---------- TRECHO FORNECIDO
“Pontifexit”: o papado romano e o Ocidente. Artigo de Massimo Faggioli

Papa Francisco mateando no Vaticano. Foto: Paul Haring | CNS

16 Mai 2022

 

“Na mais grave crise de segurança da história europeia desde 1945, o pontificado de Francisco sinalizou que o papado e a Igreja Católica estão redefinindo suas relações com o Ocidente – seu sistema político, interesses econômicos e preocupações estratégicas. Com Francisco, essa desocidentalização significa de maneira eficaz e clara que o papa não é mais o 'Patriarca do Ocidente' – nem teológica nem politicamente. Isso está acontecendo no contexto de uma guerra em uma parte-chave da Europa. A propaganda ortodoxa russa e estatal está muito ciente disso, provavelmente mais do que no Ocidente. Componentes importantes dos estabelecimentos ocidentais agora se sentem geopoliticamente órfãos do papado”, escreve o historiador italiano Massimo Faggioli, professor da Villanova University, Filadélfia, EUA, em artigo publicado por La Croix International, 11-05-2022. A tradução é de Wagner Fernandes de Azevedo.

 

Segundo ele, "a leitura geopolítica de Francisco da invasão russa da Ucrânia, vista mais como um subproduto da OTAN e menos do imperialismo russo, explica como “ser global” não é garantia de estar alerta ao colonial".

 

"A questão não é mais se o catolicismo e o papado se tornarão menos europeus e mais globais - assevera o historiador. Isso já está acontecendo e é irreversível. A questão é como o papado global se relacionará com uma multiplicidade de potências mundiais e suas narrativas legitimadoras político-religiosas conflitantes".

 

Eis o artigo.

 

No início do seu pontificado, Bento XVI eliminou o “Patriarca do Ocidente” da lista de títulos que historicamente descreviam o Pontífice Romano.

 

No começo de 2006, esse título não aparecia mais no Annuario Pontificio, o guia anual do Vaticano.

 

Na época da sua remoção, o Pontifício Conselho para a Promoção da Unidade Cristã (PCPUC) explicou a decisão do papa como “um ato de realismo histórico e teológico” que “poderia ajudar no diálogo ecumênico”.
--------------------
ATIVIDADE:
De acordo com o trecho fornecido, quando o título “Patriarca do Ocidente” deixou de aparecer no Annuario Pontificio?
---------- SEÇÃO DE DADOS
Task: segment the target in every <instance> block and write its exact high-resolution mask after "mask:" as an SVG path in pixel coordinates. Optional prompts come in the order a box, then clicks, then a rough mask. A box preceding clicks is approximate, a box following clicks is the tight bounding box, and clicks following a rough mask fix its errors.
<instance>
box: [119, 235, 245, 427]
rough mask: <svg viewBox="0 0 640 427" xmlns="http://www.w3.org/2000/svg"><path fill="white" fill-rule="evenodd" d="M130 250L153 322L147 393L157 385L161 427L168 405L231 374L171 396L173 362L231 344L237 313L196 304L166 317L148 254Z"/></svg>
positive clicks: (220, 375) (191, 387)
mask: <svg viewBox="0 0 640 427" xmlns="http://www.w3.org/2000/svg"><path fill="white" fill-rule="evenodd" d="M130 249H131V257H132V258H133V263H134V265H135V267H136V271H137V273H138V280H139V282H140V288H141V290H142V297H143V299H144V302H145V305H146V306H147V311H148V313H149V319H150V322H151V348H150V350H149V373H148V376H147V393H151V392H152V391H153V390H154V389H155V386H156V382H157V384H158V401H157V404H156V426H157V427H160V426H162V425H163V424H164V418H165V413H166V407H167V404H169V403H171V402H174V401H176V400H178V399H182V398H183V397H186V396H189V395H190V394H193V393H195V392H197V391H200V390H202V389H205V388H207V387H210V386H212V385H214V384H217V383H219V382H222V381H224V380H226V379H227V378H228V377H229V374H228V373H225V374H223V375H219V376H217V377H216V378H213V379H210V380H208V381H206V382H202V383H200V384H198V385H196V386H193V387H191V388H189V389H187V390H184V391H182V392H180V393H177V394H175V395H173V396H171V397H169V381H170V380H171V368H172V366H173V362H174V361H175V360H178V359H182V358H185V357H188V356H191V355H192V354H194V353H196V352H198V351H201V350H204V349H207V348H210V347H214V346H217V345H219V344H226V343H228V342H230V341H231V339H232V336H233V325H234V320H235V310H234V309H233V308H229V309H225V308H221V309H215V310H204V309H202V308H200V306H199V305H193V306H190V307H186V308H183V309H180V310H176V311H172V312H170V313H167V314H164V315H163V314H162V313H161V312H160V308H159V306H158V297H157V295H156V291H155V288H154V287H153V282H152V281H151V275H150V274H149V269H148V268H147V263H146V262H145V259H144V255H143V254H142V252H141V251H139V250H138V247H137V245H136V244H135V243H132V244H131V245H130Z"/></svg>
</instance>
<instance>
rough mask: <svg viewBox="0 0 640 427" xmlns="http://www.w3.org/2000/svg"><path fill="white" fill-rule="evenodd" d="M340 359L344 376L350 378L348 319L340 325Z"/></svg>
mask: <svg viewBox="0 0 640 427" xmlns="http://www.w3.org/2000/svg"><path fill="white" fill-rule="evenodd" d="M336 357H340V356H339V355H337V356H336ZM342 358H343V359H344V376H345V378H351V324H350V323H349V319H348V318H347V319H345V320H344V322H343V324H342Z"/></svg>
--------------------
RESPOSTA DA TAREFA:
No começo de 2006.